MATERIAL SUPPLIED —
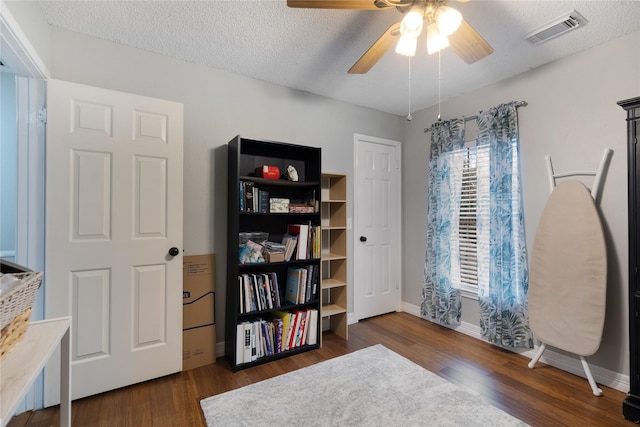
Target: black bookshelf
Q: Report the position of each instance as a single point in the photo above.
(631, 405)
(244, 156)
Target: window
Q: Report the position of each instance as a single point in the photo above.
(470, 163)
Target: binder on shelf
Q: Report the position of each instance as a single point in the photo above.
(302, 231)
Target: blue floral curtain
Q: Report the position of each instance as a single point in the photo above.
(503, 278)
(441, 302)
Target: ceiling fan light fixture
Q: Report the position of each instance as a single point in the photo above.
(407, 46)
(411, 25)
(448, 20)
(436, 41)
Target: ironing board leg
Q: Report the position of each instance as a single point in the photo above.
(537, 356)
(592, 382)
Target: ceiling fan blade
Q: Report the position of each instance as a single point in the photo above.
(335, 4)
(468, 44)
(376, 51)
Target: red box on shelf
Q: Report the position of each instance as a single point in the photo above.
(269, 172)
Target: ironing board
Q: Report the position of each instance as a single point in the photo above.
(568, 272)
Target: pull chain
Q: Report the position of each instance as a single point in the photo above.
(439, 78)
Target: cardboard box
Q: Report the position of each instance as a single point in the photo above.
(198, 311)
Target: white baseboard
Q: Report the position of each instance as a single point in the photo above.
(566, 363)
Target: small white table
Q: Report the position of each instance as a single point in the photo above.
(20, 368)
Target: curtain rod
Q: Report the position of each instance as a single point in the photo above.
(475, 116)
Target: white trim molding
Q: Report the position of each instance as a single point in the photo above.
(17, 51)
(614, 380)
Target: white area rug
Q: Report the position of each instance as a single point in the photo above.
(370, 387)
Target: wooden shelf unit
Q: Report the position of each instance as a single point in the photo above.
(244, 156)
(334, 254)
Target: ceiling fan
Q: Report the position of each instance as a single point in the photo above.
(445, 27)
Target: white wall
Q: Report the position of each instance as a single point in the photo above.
(218, 106)
(32, 23)
(572, 116)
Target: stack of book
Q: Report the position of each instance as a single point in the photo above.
(259, 291)
(308, 240)
(253, 199)
(302, 284)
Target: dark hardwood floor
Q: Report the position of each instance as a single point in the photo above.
(543, 396)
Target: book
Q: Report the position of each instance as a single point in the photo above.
(275, 289)
(295, 325)
(286, 328)
(278, 326)
(240, 343)
(246, 352)
(312, 333)
(290, 242)
(248, 196)
(302, 321)
(292, 287)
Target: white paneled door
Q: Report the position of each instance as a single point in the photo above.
(377, 226)
(113, 216)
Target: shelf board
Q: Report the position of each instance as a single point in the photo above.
(278, 182)
(332, 283)
(328, 256)
(332, 310)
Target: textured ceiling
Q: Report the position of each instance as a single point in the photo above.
(312, 50)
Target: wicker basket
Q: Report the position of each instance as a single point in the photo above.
(15, 310)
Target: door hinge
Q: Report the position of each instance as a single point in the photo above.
(42, 115)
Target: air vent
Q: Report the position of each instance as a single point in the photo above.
(568, 22)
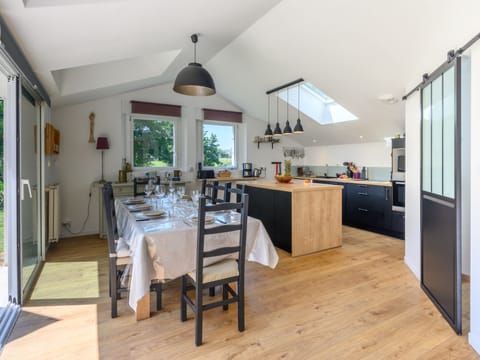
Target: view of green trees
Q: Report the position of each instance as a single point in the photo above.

WHAT IS BEING ASKED —
Repeat the listing above line for line, leaving out the pictures.

THE REPLY —
Target: black bookshelf
Q: Report the position of each instance as a single point in the photo above.
(631, 405)
(244, 156)
Target: window
Q: Report the position of each instance as a single point in the photo above.
(470, 163)
Target: binder on shelf
Q: Report the position of each instance as a single point in the photo above.
(302, 231)
Target: blue floral curtain
Q: Report the position of each instance as a single point in the photo above.
(503, 278)
(441, 302)
Target: ceiling fan light fixture
Q: Report the position of each instance as a single point in the photo above.
(407, 46)
(411, 25)
(448, 20)
(436, 41)
Target: ironing board leg
Q: Report the position of each instance as a single point in the photo above.
(537, 356)
(592, 382)
Target: ceiling fan blade
Q: Report the position of each instance as a single point in the photo above.
(335, 4)
(468, 44)
(376, 51)
Target: red box on shelf
Q: Report the position of each instance as a single point in the photo above.
(269, 172)
Target: ironing board
Q: Report the position of each instance as a single point in the photo above.
(568, 272)
Target: pull chain
Q: Report the position of each instance as a single point in the photo above.
(439, 78)
Target: cardboard box
Q: Report the position of each instance as a single point in the photo above.
(198, 311)
Target: white baseboard
Q: Report the position of each instance as a single point in the photo above.
(566, 363)
Target: small white table
Q: Report the position of each instance as a single point in the photo above.
(20, 368)
Target: curtain rod
Q: Report the position of each instance as a single point in the photo above.
(475, 116)
Target: white trim molding
Q: Report the position of each instance as a single point in the photo above.
(17, 51)
(614, 380)
Target: white area rug
Q: Report the position of each instance as a single point in the photo above.
(370, 387)
Target: wooden shelf unit
Q: Report the position of each instance as a single point in the photo above.
(244, 156)
(334, 254)
Target: ceiling fan
Q: Report the position of each instance as a single point in the photo above.
(445, 27)
Target: white wall
Q: Report the position of each instance as a single point in the photo above.
(218, 106)
(32, 23)
(572, 116)
Target: stack of book
Q: Report the position of each instance as a single point in the photo above.
(259, 291)
(308, 240)
(253, 199)
(302, 284)
Target: dark hardwood floor
Q: Report the position of each instance as a single point in the photo above.
(543, 396)
Target: book
Q: Report the position of each instance as a single point in the photo above.
(275, 289)
(295, 325)
(286, 328)
(278, 326)
(240, 343)
(246, 352)
(312, 333)
(290, 242)
(248, 196)
(302, 321)
(292, 287)
Target: white paneled door
Q: Report the position of each instance as a single point in the photo above.
(377, 226)
(113, 216)
Target: shelf board
Q: Report the position of each instance as a single point in the photo above.
(278, 182)
(332, 283)
(328, 256)
(332, 310)
Target: textured ceiling
Q: Report the position of each instance as a single point in the photo above.
(312, 50)
Target: wicker basket
Q: Report the position of each instance as a single point in the photo above.
(15, 310)
Target: door hinge
Q: Report the position of each instance as a single point in the photo above.
(42, 115)
Target: air vent
Q: Report the position of each instance as a single point in the photo above.
(568, 22)
Target: view of green trees
Q: Report the position of each instance as a single point in the photo above.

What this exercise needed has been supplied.